___ Selected excerpt

50mm 1.4 - I'm considering this because of the USM and more light gathering than the 50 1.8. Same concern of stopping down and focal length.

28mm 1.8 - I'm considering this because the focal length/wide angle seems more appropriate for a crop sensor, its 1.8 max aperture, and the USM.

Cost really isn't a concern at this point (baby's not here yet, lol) as I'm okay with the price point of any of these lenses, but value definitely is a concern. For example, I don't want to spend $100+ on the 50mm 1.8 if the 60mm macro I currently have is just as good of a solution (no value). On the other hand, I don't mind spending $500+ on the 28mm 1.8 if it's the best solution for the job (great value). I don't believe I'd like to go too much further than $500 though so something like the 50mm 1.2 would be out of the question.

So, any advice/guidance/experiences? Are there other lenses I haven't considered and should (either inside the Canon portfolio or out of it)?

Thanks so much!
Jonathan


----------



## whatta (Dec 12, 2011)

give a try also to the sigma 30 1.4. a bit faster than the canon 28 1.8 and said to be sharper. I find the focal lenght very useful. I have the canon 60 2.8 and it is a great lens but not fast enough. For me the fast _normal _prime has a great value.


----------



## unfocused (Dec 12, 2011)

Do you have a strobe? A 430EXII or a 580EXII ought to be in your bag for family pictures. Get a good diffuser for on camera use and experiment with it off camera for those occasions when you have time for more creative work. 

As far as lenses go, I'd get the 50mm f1.8. It's dirt cheap and you'll never hear it over the baby's screams.  Seriously, the noise issue is way overstated. It's a nice focal length on a crop body -- allows you to get in a bit closer without hovering over the baby.


----------



## jebrady03 (Dec 12, 2011)

______
___ Material

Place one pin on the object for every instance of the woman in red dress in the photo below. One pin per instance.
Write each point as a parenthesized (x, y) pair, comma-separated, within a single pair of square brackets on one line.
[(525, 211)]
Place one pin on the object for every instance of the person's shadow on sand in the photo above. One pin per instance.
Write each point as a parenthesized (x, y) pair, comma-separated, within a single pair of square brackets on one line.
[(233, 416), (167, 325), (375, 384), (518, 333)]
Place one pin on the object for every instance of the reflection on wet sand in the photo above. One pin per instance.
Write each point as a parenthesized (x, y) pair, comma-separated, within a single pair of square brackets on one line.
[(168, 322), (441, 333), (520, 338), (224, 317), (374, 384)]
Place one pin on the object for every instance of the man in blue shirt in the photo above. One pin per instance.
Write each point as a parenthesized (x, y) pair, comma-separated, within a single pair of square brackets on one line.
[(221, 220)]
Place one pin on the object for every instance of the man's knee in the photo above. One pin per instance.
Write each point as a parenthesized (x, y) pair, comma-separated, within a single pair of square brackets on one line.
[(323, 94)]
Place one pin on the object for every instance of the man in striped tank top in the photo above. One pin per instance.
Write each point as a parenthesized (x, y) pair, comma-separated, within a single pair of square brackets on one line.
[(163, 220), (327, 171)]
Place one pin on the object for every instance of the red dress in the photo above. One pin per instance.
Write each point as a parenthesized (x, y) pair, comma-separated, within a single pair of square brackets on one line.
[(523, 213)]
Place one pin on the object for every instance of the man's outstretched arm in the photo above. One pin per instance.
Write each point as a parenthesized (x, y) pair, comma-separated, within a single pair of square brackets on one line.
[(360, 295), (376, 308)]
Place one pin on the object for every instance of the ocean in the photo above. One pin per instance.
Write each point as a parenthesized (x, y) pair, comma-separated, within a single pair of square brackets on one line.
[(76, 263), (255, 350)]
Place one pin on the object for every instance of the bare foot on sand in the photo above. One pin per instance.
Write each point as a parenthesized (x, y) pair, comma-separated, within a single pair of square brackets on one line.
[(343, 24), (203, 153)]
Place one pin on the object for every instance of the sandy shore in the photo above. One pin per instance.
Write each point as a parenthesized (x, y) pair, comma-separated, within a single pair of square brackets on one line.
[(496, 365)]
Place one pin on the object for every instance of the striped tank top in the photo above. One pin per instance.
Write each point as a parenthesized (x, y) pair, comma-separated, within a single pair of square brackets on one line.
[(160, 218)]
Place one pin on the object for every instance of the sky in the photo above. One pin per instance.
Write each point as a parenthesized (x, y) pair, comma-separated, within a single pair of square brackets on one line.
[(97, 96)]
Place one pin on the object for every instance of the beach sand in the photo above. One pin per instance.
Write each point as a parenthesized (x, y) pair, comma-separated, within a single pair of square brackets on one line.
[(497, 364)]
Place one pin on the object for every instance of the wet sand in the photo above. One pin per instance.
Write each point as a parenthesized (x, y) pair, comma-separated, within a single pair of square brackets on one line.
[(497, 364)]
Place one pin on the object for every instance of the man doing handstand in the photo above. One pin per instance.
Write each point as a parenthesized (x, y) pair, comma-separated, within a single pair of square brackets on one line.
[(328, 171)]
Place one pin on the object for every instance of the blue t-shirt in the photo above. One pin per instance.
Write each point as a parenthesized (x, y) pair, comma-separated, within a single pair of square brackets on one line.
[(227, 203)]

______

Written instruction A
Decide whether each statement agrees with the lens thread. Answer yes or no for each, and quote the deciding words from the thread.
(i) The original poster would spend $500+ on the 28mm 1.8 if it were the best solution for the job.
(ii) whatta considers the canon 60 2.8 fast enough.
(iii) unfocused recommends getting the 50mm f1.8.
Written instruction B
Please rewrite the entries from the line containing "of the reflection" down to the line containing "[(163, 220), (327, 171)]", with both of those lines included. Replace "pin" with "marker" and leave everything else unchanged.
The lens thread and the entries are unrelated, separate material.

Correct answer A
(i) Yes: "I don't mind spending $500+ on the 28mm 1.8 if it's the best solution for the job (great value)."
(ii) No: "I have the canon 60 2.8 and it is a great lens but not fast enough."
(iii) Yes: "As far as lenses go, I'd get the 50mm f1.8."

Correct answer B
Place one marker on the object for every instance of the reflection on wet sand in the photo above. One marker per instance.
Write each point as a parenthesized (x, y) pair, comma-separated, within a single pair of square brackets on one line.
[(168, 322), (441, 333), (520, 338), (224, 317), (374, 384)]
Place one marker on the object for every instance of the man in blue shirt in the photo above. One marker per instance.
Write each point as a parenthesized (x, y) pair, comma-separated, within a single pair of square brackets on one line.
[(221, 220)]
Place one marker on the object for every instance of the man's knee in the photo above. One marker per instance.
Write each point as a parenthesized (x, y) pair, comma-separated, within a single pair of square brackets on one line.
[(323, 94)]
Place one marker on the object for every instance of the man in striped tank top in the photo above. One marker per instance.
Write each point as a parenthesized (x, y) pair, comma-separated, within a single pair of square brackets on one line.
[(163, 220), (327, 171)]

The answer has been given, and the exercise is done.